Material provided ->
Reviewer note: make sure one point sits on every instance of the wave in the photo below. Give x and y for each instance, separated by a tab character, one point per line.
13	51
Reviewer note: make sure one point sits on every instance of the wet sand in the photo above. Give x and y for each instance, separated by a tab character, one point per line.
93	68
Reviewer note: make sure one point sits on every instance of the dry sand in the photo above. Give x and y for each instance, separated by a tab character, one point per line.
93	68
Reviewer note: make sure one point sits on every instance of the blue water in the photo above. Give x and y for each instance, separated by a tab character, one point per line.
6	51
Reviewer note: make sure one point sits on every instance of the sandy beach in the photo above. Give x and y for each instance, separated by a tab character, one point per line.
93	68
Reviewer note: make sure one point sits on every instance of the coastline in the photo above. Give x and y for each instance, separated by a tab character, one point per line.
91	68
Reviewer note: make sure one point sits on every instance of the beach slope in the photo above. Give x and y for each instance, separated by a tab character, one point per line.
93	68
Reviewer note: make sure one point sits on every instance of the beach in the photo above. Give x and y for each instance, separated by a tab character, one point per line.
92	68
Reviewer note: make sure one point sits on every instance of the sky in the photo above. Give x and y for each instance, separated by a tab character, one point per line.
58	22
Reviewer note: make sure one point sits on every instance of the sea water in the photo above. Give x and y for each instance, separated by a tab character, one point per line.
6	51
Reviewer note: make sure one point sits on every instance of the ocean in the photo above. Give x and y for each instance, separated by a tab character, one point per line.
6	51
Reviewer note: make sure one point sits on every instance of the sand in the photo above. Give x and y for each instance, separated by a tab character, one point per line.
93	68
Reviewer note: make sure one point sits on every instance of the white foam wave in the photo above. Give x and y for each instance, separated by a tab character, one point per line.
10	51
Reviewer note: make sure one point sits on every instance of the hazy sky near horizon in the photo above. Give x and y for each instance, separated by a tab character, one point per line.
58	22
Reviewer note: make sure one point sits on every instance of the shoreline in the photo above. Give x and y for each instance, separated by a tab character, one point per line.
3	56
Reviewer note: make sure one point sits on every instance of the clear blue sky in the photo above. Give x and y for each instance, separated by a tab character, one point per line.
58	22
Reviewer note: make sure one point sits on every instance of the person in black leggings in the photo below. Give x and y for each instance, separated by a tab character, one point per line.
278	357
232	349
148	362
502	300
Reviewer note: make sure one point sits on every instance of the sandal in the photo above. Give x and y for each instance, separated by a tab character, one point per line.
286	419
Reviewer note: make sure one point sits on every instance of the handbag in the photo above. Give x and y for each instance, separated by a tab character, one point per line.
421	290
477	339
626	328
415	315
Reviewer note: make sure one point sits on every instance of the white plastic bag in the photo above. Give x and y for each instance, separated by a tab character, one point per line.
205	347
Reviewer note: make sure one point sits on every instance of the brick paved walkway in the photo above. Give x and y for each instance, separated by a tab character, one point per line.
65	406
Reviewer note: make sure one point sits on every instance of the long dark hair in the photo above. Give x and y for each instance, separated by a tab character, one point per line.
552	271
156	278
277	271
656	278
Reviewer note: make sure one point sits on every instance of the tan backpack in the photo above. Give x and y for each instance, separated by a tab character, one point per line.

Assigned task -> All entries are to be printed once more, exactly as given.

Output below ->
Reviewer note: make sure one point sits on every instance of the wave in the photo below. Give x and y for each instance, separated by a tab character, one point per line.
13	51
Reviewer note: make sure one point sits on every instance of the wet sand in the photo above. Give x and y for each instance, separated by a tab character, one point per line.
93	68
Reviewer note: make sure one point sits on every instance of the dry sand in the photo above. Give x and y for each instance, separated by a tab character, one point per line.
93	68
Reviewer note: make sure one point sits on every instance of the blue water in the photo above. Give x and y for each instance, separated by a tab character, one point per line.
6	51
Reviewer note: make sure one point sits on every instance of the sandy beach in the photo above. Give x and y for each instance, separated by a tab character, one point per line.
93	68
Reviewer note: make sure one point sits on every instance of the coastline in the photo above. Give x and y for each instance, separated by a tab character, one point per line.
91	68
Reviewer note: make sure one point sits on every instance of the beach slope in the photo above. Give x and y for each instance, separated by a tab character, one point per line.
93	68
Reviewer note: make sure one point sits on every instance of the beach in the photo above. Give x and y for each instance, separated by a tab character, one point per line.
92	68
Reviewer note: make sure one point sits on every instance of the sky in the photo above. Give x and y for each instance, separated by a tab character, one point per line.
58	22
Reviewer note: make sure one point sits on every instance of the sea water in the photo above. Give x and y for each instance, separated by a tab character, one point per line.
6	51
Reviewer note: make sure one point sits on every instance of the ocean in the photo above. Give x and y for each instance, separated by a tab character, one point per line.
6	51
Reviewer note: make sure one point sits on every instance of the sand in the photo above. Give x and y for each instance, separated by a tab character, one point per line.
93	68
Reviewer note: make sure one point sits on every instance of the white foam wave in the photo above. Give x and y for each instance, separated by a tab character, one point per line.
10	51
Reviewer note: make sure one point sits on every instance of the hazy sky near horizon in the photo above. Give x and y for each instance, separated by a tab character, one point per line.
58	22
Reviewer note: make sure one point sits on every instance of the shoreline in the photo above. Give x and y for each instance, separated by a tab character, one point per line.
3	56
Reviewer note: make sure one point sits on every instance of the clear blue sky in the photo above. Give x and y for each instance, separated by a tab character, one point per line.
58	22
Reviewer note: make sure one point sits on every instance of the person in black leggings in the photo below. Give x and y for each instance, separated by a tab character, one point per line.
278	357
232	349
148	362
502	300
Reviewer note: make sure one point sits on every instance of the sandal in the photo above. Give x and y for each instance, separated by a tab character, one point per line.
286	419
Reviewer note: make sure one point sits on every instance of the handbag in the photo above. Give x and y for each instance, separated by a tab character, one point per line.
421	290
477	339
626	328
415	315
Reviewer note: make sure one point sits on every instance of the white plastic bag in the photo above. Give x and y for each instance, separated by a tab character, one point per line.
205	347
Reviewer note: make sure one point sits on every instance of the brick paved walkway in the photo above. Give x and y for each instance, separated by a tab character, one point per line.
65	406
Reviewer note: make sure one point sits on every instance of the long dark hair in the photo above. Give x and y for each instance, separated by a tab character, one point per line.
552	271
156	278
277	271
656	278
Reviewer note: make sure one point sits on every instance of the tan backpack in the photo above. Give x and y for each instance, separated by a tab character, one point per line.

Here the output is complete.